• _問題 1_
以下の行から文字列「white」を含むものをすべて選び出し、そのまま書き写しなさい。

• _提示文_
================================
厚さ0.03ミリ台の「ゼロゼロスリー」が2003年に発売され、0.02ミリ台の「ゼロツー」が2009年に市場へ──オカモトのコンドームは、いつも驚嘆と賞賛をもって迎えられてきた。だが、同社の茨城工場に勤務する研究開発や製造、品質保証部門のスタッフたちは、そのつど安堵と満足感に浸っていたわけではない。
「ゼロツーが世に出た瞬間に、『次はもっと薄くて、使用感がより自然に近いコンドームを』という目標が具体化したんです」
こう語るのは、研究開発課の佐々木統・主任研究員だ。佐々木主任研究員のみならず、オカモトのスタッフたち全員が、「オカモト品質」というべきコンセプトを共有している。
コンドームという製品の性格上、避妊と性感染症予防のための安全性は一切妥協しない。しかし一方で、着けていないような使用感ゼロの薄さを求めるお客様に満足してもらえる製品を提供し続ける──こうした創業以来の信念を共有するスタッフたちによって、0.01ミリ台を目指す「オカモトゼロワン開発プロジェクト」はスタートした。佐藤篤史・品質保証課長が、オカモトゼロワン開発の舞台裏を明かす。
================================
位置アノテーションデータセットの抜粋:
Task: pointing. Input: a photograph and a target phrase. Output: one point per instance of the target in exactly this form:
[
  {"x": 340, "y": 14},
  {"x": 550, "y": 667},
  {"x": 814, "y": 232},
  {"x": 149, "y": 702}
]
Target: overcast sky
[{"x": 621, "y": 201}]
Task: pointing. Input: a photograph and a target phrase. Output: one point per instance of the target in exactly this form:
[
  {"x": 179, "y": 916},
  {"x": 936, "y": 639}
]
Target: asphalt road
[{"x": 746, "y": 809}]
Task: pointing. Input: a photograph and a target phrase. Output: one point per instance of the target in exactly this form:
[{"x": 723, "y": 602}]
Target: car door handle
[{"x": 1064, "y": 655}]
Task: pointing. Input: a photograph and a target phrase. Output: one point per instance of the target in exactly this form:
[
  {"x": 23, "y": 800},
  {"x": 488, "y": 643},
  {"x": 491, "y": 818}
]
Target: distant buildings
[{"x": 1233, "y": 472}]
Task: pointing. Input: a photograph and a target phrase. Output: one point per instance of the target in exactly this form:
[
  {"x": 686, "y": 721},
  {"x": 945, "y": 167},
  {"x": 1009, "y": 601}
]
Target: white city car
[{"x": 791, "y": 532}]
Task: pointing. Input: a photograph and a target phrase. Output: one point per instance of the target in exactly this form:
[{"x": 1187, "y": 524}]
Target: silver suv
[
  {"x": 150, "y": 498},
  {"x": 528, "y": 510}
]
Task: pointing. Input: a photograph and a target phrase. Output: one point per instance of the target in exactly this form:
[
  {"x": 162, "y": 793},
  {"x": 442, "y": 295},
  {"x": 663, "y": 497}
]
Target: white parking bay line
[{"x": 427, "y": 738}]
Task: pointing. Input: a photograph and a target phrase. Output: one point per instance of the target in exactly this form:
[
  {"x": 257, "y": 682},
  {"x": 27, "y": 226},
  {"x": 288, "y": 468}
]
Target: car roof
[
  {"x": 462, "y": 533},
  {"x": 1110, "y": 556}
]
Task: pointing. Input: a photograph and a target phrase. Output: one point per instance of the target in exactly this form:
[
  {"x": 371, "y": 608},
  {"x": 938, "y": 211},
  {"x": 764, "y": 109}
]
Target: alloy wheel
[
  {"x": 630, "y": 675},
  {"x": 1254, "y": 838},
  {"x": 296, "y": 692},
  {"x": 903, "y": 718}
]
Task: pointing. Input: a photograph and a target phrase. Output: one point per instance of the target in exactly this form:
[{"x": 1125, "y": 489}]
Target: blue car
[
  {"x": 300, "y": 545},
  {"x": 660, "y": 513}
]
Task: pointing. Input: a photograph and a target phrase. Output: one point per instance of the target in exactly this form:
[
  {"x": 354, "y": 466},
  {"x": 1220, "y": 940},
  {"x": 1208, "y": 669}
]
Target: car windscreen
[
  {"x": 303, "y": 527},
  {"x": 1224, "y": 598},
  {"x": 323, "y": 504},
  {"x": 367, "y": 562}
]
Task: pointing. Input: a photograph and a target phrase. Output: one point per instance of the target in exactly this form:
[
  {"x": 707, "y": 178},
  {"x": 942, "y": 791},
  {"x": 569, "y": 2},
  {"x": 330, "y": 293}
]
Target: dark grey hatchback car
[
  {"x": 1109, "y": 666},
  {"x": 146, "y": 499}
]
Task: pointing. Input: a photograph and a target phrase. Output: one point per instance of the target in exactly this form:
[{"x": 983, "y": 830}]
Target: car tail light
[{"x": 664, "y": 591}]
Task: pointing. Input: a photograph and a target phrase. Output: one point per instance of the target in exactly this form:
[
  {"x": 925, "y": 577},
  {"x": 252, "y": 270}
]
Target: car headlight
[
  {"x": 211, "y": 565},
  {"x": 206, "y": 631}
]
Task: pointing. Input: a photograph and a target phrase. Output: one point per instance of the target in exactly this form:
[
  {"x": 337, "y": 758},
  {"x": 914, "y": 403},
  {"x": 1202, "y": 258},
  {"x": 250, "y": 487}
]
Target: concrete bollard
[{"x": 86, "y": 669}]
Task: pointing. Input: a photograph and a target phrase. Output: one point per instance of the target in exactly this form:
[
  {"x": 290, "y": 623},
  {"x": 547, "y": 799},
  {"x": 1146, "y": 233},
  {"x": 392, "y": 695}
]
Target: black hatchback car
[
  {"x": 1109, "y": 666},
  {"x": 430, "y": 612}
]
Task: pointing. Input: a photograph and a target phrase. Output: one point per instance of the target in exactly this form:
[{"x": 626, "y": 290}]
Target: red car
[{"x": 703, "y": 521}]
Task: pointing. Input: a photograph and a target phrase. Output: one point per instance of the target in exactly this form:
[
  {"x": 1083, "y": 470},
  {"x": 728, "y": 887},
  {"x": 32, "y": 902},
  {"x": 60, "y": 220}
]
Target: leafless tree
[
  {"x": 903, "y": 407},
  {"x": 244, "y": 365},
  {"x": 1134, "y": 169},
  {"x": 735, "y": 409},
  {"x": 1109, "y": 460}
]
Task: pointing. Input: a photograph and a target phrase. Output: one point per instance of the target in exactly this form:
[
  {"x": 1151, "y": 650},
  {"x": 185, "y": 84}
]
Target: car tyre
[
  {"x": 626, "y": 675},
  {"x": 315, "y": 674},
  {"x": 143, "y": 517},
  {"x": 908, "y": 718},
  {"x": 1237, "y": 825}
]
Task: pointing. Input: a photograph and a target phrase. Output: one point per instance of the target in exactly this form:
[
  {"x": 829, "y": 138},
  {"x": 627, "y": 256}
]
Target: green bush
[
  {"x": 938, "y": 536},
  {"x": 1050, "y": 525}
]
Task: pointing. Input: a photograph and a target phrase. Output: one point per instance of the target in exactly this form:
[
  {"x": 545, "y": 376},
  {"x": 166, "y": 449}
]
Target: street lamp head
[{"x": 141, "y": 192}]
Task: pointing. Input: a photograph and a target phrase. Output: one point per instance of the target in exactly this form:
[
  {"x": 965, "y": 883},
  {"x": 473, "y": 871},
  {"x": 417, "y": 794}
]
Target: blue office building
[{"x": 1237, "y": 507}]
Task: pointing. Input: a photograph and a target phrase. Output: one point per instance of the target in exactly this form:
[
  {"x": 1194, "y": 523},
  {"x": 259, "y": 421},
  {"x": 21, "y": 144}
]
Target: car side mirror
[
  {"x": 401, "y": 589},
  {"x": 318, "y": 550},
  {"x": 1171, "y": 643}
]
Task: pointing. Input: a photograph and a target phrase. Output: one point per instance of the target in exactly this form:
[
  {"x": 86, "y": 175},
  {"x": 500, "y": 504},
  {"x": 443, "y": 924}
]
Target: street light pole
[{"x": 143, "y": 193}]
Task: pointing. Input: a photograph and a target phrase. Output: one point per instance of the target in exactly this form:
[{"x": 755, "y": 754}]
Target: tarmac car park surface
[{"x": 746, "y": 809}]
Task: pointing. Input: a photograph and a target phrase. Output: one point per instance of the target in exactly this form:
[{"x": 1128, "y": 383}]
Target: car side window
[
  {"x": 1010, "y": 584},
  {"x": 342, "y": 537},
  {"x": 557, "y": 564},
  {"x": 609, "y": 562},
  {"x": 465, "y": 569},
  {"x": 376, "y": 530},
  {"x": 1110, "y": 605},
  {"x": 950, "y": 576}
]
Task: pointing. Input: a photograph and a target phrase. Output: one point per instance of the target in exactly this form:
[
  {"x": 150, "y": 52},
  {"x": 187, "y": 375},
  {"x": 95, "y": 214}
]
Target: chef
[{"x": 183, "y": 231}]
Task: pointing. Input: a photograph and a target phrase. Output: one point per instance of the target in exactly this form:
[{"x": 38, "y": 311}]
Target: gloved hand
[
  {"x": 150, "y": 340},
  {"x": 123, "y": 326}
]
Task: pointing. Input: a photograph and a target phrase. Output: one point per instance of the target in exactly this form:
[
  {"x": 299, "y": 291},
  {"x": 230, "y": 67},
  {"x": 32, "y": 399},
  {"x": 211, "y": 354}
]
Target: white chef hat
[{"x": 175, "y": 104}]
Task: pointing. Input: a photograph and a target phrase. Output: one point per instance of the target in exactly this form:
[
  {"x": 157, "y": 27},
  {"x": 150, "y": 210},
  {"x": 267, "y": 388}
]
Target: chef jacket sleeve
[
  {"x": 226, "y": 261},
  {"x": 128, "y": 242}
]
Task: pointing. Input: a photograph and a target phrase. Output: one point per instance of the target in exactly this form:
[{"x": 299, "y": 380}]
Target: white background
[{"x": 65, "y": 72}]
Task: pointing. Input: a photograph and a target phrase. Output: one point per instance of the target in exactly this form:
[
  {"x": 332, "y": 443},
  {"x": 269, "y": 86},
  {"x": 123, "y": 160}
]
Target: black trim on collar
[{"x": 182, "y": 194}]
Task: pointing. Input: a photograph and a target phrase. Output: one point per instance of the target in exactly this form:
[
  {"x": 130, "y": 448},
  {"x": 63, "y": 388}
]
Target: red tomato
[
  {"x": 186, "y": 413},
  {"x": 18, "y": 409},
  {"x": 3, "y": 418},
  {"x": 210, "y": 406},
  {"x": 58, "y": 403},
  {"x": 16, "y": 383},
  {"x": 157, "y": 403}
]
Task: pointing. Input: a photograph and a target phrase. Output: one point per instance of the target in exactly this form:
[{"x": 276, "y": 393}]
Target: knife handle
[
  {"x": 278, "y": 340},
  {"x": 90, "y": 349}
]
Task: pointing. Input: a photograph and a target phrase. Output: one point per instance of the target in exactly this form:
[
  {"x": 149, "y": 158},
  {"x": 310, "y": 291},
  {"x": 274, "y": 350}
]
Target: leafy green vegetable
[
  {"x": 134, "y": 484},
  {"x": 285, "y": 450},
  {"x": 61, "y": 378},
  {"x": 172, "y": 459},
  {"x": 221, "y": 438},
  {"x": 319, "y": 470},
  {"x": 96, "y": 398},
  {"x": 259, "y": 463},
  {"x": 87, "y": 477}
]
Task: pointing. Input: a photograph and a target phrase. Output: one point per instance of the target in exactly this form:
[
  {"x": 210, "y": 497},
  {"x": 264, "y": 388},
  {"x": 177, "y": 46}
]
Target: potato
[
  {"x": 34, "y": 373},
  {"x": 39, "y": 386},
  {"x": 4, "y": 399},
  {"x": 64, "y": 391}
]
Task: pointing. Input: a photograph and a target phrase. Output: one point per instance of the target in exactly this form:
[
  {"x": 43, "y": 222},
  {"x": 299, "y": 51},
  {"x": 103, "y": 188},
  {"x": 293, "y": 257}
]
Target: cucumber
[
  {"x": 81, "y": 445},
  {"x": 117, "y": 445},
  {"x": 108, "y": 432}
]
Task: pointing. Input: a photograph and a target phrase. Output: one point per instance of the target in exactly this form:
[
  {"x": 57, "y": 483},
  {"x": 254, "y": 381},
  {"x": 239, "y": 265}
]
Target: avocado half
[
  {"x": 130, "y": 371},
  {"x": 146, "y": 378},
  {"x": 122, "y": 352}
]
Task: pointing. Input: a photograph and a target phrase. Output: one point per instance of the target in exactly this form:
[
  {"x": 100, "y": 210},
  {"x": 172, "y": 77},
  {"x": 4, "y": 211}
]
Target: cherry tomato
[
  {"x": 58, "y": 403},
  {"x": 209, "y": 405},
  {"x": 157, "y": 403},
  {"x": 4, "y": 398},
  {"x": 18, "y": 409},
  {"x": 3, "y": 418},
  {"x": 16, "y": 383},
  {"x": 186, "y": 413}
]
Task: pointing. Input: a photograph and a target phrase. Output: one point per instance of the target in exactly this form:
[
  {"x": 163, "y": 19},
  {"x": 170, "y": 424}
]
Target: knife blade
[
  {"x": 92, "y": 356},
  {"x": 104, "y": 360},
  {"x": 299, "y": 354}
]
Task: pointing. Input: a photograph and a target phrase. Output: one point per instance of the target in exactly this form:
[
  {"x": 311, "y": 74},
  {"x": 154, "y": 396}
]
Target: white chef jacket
================================
• _問題 2_
提示文によると、厚さ0.02ミリ台の「ゼロツー」が市場に出たのは何年か。

• _解答 1_
Target: white city car
Target: white parking bay line
Target: white chef hat
Target: white background
Target: white chef jacket

• _解答 2_
2009年